- [Teks yang Dikaji]:

▬▬▬▬▬▬

REPUBLIKA.CO.ID, JAKARTA -- Seperti halnya pada orang dewasa, pendampingan dan pengobatan bagi anak-anak pengidap HIV/AIDS juga memerlukan kontinuitas. Baik itu dari segi penyediaan obat ARV (Antiretroviral) untuk anak, pemeriksaan kesehatan secara berkala, hingga pendampingan psikologis.
Advokasi dan Psikosial Manager Lentera Anak Pelangi, Natasya Evalyne Sitourus, mengatakan pengobatan bagi anak yang hidup dengan HIV/AIDS masih menghadapi kendala. Di satu sisi, pengobatan dengan menggunakan ARV harus dilakukan.
Di sisi lain, kata dia, pola pengobatan yang ada masih mengalami hambatan dan masalah. Sehingga, penanganan pada anak yang hidup dengan HIV/AIDS masih belum optimal.
Pada usia yang masih tergolong kecil, anak pengidap HIV/AIDS harus terus menelan obat. Sementara itu, ketidaktepatan menggunakan terapi obat dapat mengakibatkan resistensi terhadap obat pada tubuh anak.
Dengan demikian, penurunan resisten menjadikan anak naik pada lini berikutnya, yaitu penggunaan obat dengan dosis yang lebih tinggi.
Sementara itu, penggunaan obat dalam jangka panjang juga memiliki refek samping. Misalnya terhadap psikologis anak. Seperti menjadi mudah marah, aktif dan sensitif.

▬▬▬▬▬▬

- [Tugas Latihan]: Salin tanpa perubahan bagian teks tentang pengobatan anak pengidap HIV/AIDS di atas, mulai dari kata-kata "Di sisi lain, kata" sampai dengan "yang lebih tinggi.".

- [Data yang Diberikan]:

▬▬▬▬▬▬

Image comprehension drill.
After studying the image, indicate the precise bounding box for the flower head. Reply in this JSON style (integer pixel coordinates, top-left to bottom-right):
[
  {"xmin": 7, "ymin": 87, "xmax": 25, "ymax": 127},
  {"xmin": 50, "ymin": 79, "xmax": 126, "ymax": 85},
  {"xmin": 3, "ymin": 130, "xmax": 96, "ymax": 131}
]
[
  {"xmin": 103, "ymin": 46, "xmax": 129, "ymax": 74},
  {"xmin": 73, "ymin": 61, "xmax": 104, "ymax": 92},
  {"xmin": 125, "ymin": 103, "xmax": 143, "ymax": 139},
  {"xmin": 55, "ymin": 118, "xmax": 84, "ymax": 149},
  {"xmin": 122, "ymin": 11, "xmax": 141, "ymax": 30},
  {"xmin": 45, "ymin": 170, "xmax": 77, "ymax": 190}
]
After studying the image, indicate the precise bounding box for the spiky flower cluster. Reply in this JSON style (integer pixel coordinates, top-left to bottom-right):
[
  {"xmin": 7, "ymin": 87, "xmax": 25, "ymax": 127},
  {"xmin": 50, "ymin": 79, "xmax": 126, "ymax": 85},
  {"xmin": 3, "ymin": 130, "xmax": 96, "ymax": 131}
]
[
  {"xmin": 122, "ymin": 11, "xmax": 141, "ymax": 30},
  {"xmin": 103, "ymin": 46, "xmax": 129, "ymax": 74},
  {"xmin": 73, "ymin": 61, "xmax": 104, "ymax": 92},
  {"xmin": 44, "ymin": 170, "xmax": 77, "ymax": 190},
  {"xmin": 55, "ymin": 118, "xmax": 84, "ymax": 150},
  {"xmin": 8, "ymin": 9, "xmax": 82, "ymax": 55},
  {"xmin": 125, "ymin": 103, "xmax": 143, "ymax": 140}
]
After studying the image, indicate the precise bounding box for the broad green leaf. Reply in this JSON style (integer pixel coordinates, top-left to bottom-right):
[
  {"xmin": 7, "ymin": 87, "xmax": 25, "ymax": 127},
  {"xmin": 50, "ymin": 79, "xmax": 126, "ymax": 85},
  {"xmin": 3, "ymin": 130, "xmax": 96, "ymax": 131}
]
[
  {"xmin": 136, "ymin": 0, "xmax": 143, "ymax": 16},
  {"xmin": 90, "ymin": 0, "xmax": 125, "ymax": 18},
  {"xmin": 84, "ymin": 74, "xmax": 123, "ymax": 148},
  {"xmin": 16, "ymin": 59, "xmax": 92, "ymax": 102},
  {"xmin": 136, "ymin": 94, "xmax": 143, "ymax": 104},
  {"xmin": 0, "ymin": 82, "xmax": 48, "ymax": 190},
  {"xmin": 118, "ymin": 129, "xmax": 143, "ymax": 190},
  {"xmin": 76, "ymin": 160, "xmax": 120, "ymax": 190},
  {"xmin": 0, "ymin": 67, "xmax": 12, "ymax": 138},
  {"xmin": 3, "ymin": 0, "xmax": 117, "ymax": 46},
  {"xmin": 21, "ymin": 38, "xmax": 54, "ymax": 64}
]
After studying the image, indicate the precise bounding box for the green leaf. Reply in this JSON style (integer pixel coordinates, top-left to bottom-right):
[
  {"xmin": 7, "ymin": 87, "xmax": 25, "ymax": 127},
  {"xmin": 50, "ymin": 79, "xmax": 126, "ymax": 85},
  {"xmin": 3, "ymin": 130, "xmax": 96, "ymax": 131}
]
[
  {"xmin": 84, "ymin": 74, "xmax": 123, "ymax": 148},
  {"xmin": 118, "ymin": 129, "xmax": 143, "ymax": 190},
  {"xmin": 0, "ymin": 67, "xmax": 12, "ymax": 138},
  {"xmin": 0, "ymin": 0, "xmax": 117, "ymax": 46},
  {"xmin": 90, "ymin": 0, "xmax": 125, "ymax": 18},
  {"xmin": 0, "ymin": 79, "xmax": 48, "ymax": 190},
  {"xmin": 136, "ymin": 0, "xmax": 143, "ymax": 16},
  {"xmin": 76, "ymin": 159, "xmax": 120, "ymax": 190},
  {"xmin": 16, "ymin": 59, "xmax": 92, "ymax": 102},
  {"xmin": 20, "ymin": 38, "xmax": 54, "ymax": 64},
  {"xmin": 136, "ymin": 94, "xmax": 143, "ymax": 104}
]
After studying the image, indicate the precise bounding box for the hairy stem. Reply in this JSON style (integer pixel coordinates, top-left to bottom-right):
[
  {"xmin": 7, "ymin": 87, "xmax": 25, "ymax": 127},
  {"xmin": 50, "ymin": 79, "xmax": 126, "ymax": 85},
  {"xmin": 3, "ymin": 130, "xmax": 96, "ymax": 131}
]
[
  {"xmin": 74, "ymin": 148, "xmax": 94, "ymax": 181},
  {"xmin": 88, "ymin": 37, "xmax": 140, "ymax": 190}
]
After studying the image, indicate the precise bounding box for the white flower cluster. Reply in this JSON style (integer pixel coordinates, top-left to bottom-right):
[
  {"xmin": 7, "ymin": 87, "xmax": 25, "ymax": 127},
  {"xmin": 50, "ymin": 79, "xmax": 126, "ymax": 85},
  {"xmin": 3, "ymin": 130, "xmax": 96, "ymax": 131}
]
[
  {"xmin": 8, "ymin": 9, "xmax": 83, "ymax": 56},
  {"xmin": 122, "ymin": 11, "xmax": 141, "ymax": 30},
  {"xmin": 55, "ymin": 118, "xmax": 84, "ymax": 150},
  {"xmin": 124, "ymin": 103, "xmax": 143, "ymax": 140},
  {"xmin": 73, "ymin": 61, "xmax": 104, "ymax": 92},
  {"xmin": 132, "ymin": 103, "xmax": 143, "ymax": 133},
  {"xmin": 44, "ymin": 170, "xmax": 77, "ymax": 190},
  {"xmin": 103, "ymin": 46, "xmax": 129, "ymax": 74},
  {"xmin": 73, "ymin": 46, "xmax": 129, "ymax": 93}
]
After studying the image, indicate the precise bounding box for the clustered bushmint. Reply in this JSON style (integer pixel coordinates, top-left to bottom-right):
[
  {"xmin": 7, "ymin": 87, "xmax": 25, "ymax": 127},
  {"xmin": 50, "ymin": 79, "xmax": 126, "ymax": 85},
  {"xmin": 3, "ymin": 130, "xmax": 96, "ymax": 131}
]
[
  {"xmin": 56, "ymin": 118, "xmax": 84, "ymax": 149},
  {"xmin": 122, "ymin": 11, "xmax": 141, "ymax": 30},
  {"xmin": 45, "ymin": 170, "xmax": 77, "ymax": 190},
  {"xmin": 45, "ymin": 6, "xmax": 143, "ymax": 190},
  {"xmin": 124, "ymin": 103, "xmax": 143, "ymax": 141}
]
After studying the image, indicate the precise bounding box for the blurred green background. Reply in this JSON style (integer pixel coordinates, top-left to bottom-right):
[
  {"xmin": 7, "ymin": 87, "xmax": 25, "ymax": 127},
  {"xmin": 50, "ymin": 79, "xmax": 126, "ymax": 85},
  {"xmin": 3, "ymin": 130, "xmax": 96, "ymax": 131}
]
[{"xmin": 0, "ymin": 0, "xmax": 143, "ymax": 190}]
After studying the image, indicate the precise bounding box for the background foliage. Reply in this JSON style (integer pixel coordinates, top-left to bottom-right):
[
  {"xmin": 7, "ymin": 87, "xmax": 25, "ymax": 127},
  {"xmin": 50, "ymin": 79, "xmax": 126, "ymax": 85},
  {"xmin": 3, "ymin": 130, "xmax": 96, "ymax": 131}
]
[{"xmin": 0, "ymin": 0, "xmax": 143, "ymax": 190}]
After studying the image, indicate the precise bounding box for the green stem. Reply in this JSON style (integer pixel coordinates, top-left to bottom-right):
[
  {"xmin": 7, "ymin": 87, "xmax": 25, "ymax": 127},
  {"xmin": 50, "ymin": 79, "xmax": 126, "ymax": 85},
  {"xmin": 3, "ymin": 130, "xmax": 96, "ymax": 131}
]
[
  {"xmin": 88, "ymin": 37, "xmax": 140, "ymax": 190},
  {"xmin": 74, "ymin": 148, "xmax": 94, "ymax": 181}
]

▬▬▬▬▬▬

- [Jawaban Latihan]:
Di sisi lain, kata dia, pola pengobatan yang ada masih mengalami hambatan dan masalah. Sehingga, penanganan pada anak yang hidup dengan HIV/AIDS masih belum optimal.
Pada usia yang masih tergolong kecil, anak pengidap HIV/AIDS harus terus menelan obat. Sementara itu, ketidaktepatan menggunakan terapi obat dapat mengakibatkan resistensi terhadap obat pada tubuh anak.
Dengan demikian, penurunan resisten menjadikan anak naik pada lini berikutnya, yaitu penggunaan obat dengan dosis yang lebih tinggi.